▸ What you should do: Search the data for "this" and copy every matching line.

▸ Data for review:
▼
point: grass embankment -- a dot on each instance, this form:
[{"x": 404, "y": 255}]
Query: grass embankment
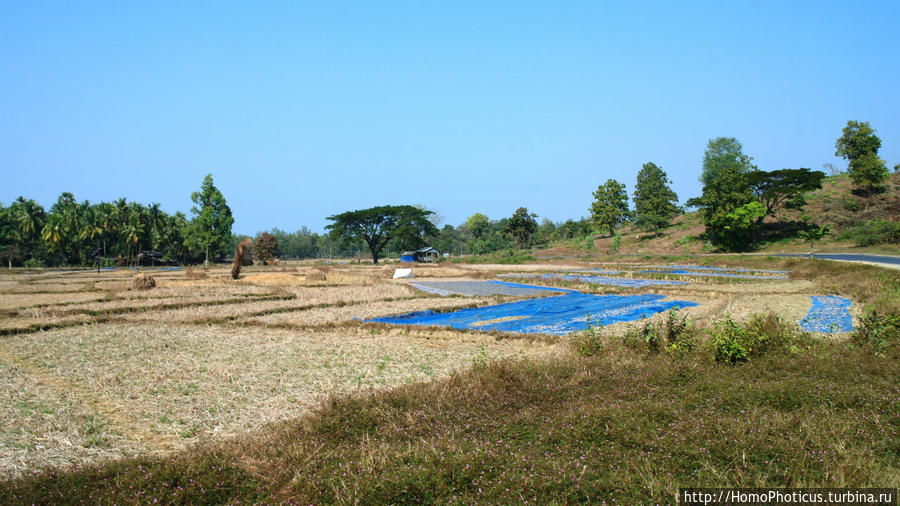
[
  {"x": 624, "y": 425},
  {"x": 615, "y": 422}
]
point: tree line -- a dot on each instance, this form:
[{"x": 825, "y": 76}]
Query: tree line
[
  {"x": 114, "y": 233},
  {"x": 736, "y": 200}
]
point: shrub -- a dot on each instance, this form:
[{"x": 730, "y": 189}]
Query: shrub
[
  {"x": 730, "y": 342},
  {"x": 589, "y": 342},
  {"x": 734, "y": 343},
  {"x": 880, "y": 331},
  {"x": 874, "y": 233}
]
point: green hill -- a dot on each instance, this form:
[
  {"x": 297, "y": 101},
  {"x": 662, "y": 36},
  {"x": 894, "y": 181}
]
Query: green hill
▲
▸ Task response:
point: grass embankment -- a dot on each instance, this form:
point: tree line -- a dot on each instance, this form:
point: shrub -- a dot on each instance, this form:
point: green hill -- a dot on each instance, this form:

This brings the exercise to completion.